L’exposition L’instant qui fuit retrace le parcours d’Yves Auquier.
Photographe de l’intime, il s’intéresse au vivant, au temps qui passe, au familier et à l’instant fugitif, résumant lui-même sa transversalité par la notion de « réalisme intimiste ».
Il travaille tout au long de sa carrière en noir et blanc et de façon sérielle, classant minutieusement ses négatifs dans des classeurs thématiques et compilant à partir de ceux-ci de nouveaux recueils.
Il publie principalement ses séries sous forme de portfolios qu’il tire lui-même en argentique.
Dans Pays Noir, son premier livre, publié en 1970, Auquier dresse le portrait du pays de Charleroi. Il y voit grandeur et beauté quand d’autres, y compris les habitants du « Pays Noir », y voient noirceur et ruine.

CONSIGNES DE L'EXERCICE >>
(1) Reproduisez fidèlement le texte sur Yves Auquier, de « Il travaille tout » jusqu'à « lui-même en argentique. » inclus.
(2) Poursuivez la rédaction du texte sur Yves Auquier en reprenant juste après sa dernière phrase.

DONNÉES >>
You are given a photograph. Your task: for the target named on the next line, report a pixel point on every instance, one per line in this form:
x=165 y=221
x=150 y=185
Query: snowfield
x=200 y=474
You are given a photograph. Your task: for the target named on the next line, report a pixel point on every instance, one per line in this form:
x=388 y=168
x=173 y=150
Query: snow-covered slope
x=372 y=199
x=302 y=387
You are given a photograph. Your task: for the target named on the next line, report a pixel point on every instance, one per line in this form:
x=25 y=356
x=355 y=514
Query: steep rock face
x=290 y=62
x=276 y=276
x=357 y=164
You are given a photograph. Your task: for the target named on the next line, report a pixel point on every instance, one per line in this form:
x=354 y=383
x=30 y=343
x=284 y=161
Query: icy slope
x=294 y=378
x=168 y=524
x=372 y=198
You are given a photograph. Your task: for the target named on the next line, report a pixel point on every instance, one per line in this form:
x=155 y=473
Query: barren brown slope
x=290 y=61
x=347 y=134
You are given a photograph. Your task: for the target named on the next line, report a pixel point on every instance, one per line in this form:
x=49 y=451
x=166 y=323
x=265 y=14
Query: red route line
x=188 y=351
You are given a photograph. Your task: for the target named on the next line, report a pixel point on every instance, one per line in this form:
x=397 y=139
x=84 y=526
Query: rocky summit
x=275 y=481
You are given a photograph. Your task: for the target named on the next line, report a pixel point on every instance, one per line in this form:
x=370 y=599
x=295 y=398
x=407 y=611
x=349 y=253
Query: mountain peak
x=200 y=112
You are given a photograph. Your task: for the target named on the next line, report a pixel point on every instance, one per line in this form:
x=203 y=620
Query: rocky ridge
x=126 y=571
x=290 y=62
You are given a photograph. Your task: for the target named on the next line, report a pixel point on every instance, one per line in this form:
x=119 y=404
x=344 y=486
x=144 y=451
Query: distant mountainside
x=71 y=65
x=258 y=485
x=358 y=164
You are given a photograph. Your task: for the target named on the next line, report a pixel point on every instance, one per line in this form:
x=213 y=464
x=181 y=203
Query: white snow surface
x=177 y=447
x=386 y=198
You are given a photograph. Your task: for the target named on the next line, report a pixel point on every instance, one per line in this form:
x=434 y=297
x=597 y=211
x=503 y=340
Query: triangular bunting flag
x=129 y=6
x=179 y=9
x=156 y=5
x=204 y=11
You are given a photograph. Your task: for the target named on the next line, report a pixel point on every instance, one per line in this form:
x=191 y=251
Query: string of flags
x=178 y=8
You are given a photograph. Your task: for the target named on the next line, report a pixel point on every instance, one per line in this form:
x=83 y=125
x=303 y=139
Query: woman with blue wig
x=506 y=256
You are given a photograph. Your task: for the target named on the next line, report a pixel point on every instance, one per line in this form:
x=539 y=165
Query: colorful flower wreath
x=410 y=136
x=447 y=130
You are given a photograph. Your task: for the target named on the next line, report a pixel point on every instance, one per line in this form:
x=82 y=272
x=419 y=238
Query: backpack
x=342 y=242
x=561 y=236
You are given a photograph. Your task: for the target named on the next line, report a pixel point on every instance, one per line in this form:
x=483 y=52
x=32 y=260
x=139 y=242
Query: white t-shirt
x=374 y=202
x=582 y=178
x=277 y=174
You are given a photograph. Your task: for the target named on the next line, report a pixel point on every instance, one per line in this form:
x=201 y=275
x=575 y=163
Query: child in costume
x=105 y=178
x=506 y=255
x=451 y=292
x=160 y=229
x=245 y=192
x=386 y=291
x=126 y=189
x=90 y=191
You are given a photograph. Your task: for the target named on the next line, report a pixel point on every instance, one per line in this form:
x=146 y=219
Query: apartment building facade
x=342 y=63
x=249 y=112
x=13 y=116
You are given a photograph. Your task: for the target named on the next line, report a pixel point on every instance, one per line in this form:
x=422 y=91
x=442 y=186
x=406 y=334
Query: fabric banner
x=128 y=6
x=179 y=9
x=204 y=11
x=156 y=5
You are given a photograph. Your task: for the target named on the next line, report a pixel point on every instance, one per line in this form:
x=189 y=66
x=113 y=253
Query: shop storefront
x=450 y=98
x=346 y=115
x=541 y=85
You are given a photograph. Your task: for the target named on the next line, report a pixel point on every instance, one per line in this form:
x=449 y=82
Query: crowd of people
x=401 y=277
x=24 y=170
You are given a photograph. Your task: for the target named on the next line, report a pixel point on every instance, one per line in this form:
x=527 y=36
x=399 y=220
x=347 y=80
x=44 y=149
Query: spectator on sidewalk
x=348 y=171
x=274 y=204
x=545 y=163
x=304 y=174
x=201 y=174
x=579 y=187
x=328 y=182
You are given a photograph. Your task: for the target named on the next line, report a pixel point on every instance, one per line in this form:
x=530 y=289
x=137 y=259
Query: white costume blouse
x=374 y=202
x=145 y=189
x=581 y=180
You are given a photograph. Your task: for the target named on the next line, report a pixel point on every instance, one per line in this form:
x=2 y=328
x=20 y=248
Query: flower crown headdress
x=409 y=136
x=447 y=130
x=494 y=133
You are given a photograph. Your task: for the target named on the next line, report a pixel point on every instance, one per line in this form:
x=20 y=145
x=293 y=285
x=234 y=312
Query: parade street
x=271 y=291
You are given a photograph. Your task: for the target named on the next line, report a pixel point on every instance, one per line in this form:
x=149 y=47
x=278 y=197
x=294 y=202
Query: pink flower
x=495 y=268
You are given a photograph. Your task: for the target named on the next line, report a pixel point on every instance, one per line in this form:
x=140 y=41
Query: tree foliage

RÉPONSES ATTENDUES >>
(1)
Il travaille tout au long de sa carrière en noir et blanc et de façon sérielle, classant minutieusement ses négatifs dans des classeurs thématiques et compilant à partir de ceux-ci de nouveaux recueils.
Il publie principalement ses séries sous forme de portfolios qu’il tire lui-même en argentique.

(2)
Il désire transmettre sa vision, partager par l’image, et y parvient grâce à la subtile simplicité et sensibilité de son geste.

FLEUR, 1988 © YVES AUQUIER


Un livre publié par le Musée de la Photographie accompagne l’exposition.
Textes: Xavier Canonne, Charlotte Doyen et Michel Van Turnhout.
Format 17/24 cm. 112 pages.
Couverture toilée. Imprimé en juillet 2020.

La série les mineurs, publiée sous forme de recueil en 1975, met l’Homme au centre des photographies.
La solitude, la camaraderie, la mine, l’obscurité et l’âpreté du labeur sont autant de sujets présents dans ces photographies.
Yves Auquier capte des images spontanées, d’autres plus posées.
Quelques années plus tard, en 1984, Yves Auquier part à la rencontre des Siciliens installés en Belgique.
Dans sa série intitulée Sicilicum, il prend le temps de découvrir les habitudes de cette population immigrée.
Dans son portfolio Bruxelles, publié vers 1970, Auquier nous immerge dans un univers urbain : la saturation des lumières sur les routes, la vitesse, la foule, le mouvement omniprésent.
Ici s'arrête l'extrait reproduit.